┌─ Données enregistrées

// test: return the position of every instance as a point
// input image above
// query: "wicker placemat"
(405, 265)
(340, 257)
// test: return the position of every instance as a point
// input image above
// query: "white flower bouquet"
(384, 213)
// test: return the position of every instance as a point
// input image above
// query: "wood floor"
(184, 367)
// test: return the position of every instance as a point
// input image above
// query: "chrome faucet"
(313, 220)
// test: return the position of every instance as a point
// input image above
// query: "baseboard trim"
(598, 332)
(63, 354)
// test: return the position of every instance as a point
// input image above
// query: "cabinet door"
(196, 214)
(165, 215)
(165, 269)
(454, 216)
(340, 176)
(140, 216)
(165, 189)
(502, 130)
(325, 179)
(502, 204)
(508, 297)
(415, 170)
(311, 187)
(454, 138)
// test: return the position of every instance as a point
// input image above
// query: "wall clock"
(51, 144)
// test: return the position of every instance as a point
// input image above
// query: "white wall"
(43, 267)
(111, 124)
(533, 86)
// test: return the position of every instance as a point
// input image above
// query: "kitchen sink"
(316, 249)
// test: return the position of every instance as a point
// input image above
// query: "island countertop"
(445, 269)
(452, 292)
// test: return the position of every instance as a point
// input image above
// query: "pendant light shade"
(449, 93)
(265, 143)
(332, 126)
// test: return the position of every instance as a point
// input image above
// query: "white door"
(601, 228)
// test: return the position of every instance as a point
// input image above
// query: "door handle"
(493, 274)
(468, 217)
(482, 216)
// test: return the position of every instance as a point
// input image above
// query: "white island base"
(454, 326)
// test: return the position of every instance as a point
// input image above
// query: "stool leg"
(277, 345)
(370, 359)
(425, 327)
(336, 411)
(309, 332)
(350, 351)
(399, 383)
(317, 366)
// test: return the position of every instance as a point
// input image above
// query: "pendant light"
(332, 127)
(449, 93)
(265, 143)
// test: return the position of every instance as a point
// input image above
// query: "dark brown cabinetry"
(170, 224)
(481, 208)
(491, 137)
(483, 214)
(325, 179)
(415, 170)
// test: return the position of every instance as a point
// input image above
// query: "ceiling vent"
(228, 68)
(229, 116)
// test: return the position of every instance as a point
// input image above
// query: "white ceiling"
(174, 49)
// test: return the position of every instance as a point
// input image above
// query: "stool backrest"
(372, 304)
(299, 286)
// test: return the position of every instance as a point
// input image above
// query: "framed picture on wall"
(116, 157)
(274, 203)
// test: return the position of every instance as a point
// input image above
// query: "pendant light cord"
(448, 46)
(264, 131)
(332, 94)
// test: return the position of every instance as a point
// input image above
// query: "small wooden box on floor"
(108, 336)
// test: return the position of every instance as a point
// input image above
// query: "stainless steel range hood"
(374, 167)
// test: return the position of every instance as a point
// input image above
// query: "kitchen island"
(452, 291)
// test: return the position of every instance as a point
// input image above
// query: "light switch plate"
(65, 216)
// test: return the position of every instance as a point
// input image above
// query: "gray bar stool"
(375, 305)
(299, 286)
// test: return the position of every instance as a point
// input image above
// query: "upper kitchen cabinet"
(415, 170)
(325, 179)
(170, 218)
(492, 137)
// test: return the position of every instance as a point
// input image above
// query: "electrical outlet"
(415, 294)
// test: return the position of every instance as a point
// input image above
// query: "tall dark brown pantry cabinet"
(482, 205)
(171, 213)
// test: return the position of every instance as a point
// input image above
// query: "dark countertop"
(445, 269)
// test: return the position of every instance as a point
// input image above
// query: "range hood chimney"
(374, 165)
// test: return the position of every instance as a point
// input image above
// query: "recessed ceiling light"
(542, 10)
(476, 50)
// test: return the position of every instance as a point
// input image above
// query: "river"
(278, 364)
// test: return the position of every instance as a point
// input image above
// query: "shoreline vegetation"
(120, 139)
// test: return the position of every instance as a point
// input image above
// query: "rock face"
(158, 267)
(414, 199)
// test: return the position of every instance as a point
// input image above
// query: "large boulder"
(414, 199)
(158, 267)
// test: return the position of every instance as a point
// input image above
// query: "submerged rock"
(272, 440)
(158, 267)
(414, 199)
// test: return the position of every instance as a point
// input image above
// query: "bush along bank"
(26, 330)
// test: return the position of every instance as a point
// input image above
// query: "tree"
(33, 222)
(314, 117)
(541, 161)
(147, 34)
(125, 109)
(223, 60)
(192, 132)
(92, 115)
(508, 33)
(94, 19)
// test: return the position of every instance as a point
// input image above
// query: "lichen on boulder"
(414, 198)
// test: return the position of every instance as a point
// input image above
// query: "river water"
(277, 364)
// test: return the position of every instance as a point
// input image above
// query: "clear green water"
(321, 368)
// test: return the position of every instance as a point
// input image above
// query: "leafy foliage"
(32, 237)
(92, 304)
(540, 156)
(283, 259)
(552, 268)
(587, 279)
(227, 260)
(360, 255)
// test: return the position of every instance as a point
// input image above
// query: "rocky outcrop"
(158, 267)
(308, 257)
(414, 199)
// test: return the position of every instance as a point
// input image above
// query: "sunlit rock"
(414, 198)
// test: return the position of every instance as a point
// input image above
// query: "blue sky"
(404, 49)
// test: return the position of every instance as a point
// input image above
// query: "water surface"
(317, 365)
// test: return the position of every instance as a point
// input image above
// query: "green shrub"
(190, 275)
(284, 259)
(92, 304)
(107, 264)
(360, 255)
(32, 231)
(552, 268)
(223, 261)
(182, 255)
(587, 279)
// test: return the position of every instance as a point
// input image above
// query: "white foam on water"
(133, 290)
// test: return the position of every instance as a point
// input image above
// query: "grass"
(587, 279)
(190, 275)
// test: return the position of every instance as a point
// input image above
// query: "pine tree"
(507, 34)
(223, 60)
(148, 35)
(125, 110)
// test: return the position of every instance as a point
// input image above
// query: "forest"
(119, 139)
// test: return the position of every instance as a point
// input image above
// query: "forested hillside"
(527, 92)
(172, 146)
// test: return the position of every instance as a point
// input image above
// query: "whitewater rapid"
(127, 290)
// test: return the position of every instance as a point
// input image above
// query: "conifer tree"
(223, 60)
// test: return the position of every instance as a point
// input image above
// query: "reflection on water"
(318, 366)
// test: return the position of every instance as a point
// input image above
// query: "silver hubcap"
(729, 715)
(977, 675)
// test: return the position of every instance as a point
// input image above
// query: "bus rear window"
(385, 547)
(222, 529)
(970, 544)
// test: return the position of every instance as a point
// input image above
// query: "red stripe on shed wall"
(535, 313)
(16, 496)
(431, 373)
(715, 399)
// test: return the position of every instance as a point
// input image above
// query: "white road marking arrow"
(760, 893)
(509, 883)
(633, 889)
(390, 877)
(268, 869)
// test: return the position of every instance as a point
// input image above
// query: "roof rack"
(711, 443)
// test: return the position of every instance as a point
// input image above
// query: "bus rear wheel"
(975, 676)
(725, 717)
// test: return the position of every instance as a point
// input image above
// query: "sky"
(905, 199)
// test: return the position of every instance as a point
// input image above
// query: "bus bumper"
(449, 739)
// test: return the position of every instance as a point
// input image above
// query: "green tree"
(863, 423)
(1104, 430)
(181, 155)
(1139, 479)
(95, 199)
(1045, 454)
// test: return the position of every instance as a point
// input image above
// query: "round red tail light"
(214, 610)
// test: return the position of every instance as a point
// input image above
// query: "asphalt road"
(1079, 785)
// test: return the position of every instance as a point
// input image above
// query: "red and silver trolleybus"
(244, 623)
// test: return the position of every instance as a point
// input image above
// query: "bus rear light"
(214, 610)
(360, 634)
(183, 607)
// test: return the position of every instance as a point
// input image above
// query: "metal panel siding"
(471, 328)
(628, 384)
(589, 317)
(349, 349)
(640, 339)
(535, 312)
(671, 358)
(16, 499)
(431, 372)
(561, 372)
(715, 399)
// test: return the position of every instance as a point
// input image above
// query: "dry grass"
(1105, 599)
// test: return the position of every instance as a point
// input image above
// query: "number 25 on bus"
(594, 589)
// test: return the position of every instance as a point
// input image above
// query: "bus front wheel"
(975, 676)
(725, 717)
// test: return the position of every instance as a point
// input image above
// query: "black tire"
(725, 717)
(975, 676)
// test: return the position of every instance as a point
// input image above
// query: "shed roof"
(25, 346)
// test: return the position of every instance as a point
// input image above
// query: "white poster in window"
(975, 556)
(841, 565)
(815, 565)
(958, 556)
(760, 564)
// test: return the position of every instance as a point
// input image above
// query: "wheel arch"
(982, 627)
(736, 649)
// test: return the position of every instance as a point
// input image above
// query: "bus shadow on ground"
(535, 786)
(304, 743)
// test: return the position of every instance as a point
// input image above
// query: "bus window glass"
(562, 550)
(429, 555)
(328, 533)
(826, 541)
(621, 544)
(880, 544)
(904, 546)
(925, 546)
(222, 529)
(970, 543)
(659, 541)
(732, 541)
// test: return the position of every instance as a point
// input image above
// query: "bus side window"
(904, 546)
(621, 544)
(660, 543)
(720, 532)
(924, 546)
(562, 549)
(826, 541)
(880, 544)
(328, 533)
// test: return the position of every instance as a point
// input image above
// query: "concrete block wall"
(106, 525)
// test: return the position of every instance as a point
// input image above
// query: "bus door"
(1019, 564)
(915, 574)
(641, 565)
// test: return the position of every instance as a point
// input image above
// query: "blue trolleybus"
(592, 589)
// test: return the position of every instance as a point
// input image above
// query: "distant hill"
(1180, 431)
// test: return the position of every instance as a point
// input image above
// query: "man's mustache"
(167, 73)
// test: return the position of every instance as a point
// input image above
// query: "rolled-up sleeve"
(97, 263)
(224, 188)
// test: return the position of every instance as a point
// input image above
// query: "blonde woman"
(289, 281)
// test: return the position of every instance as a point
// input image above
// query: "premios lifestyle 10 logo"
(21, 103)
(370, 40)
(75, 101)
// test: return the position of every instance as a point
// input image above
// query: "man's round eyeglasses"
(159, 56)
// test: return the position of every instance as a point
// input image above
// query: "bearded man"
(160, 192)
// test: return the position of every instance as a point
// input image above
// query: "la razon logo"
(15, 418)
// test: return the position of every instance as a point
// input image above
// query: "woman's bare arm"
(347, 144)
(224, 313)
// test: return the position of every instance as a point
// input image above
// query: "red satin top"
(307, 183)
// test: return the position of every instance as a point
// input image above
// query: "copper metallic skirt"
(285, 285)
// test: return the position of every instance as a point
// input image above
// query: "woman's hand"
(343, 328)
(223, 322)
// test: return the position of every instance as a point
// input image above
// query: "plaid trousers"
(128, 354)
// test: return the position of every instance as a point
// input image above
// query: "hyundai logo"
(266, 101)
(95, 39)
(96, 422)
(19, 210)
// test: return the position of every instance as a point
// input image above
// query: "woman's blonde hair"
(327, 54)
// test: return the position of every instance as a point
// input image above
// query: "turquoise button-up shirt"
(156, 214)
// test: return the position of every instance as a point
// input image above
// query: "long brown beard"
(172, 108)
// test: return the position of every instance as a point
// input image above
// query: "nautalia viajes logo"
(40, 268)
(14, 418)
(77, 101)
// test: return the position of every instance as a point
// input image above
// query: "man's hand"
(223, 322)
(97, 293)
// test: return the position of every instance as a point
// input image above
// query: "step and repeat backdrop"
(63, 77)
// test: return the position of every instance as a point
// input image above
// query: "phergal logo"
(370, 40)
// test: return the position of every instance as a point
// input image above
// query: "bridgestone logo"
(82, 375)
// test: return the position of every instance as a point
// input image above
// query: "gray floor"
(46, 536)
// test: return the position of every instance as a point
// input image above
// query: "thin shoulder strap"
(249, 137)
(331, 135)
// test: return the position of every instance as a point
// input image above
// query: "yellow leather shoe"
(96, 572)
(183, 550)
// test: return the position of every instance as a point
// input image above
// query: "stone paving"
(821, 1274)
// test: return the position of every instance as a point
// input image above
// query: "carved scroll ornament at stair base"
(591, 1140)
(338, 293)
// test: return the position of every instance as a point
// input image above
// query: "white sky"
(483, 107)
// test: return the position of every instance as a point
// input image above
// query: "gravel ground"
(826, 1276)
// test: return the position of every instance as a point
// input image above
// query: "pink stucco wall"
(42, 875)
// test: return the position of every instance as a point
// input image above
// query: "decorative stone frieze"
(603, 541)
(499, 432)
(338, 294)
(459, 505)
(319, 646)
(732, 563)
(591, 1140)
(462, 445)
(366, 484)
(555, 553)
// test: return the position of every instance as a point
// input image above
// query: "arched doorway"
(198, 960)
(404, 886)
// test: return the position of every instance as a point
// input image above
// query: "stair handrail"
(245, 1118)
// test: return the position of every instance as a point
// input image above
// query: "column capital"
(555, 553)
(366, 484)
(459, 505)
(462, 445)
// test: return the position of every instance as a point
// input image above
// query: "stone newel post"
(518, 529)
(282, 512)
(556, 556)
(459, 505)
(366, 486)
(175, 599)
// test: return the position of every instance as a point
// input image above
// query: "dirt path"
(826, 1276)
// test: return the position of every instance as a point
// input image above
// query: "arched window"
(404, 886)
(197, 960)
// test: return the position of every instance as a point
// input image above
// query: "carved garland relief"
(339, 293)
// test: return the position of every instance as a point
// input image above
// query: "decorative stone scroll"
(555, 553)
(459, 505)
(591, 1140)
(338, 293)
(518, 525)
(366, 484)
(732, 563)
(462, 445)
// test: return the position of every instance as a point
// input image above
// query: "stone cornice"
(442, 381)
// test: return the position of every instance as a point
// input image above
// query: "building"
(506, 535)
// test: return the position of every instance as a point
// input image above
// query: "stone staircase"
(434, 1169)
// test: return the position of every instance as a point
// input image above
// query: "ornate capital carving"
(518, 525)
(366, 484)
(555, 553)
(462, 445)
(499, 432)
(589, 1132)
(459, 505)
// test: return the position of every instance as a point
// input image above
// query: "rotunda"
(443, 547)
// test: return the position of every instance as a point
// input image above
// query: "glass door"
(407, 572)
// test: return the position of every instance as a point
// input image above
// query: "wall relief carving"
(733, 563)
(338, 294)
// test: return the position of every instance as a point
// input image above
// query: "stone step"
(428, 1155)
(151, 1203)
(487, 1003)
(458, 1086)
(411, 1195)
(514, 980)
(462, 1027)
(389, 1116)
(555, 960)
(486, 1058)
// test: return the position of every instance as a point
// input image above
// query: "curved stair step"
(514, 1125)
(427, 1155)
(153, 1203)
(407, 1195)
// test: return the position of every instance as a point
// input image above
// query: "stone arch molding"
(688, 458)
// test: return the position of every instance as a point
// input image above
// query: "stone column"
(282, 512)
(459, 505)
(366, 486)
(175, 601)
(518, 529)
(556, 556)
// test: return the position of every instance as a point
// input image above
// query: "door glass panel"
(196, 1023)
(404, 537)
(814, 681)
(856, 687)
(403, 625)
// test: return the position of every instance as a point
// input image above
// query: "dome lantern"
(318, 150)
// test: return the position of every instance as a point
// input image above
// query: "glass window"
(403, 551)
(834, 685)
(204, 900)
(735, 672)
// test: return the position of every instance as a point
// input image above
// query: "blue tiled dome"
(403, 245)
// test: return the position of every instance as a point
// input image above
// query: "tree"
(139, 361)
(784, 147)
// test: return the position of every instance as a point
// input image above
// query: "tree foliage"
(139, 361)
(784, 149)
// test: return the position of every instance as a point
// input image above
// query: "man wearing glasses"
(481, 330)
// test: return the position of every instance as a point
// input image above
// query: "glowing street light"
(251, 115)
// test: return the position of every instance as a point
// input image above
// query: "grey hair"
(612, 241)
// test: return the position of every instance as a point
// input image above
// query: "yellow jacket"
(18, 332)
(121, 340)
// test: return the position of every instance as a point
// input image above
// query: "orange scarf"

└─

■ Exercice proposé
Comptez les lignes des entrées ci-dessus qui contiennent le mot « road ». Donnez seulement ce nombre.

■ Réponse rédigée
2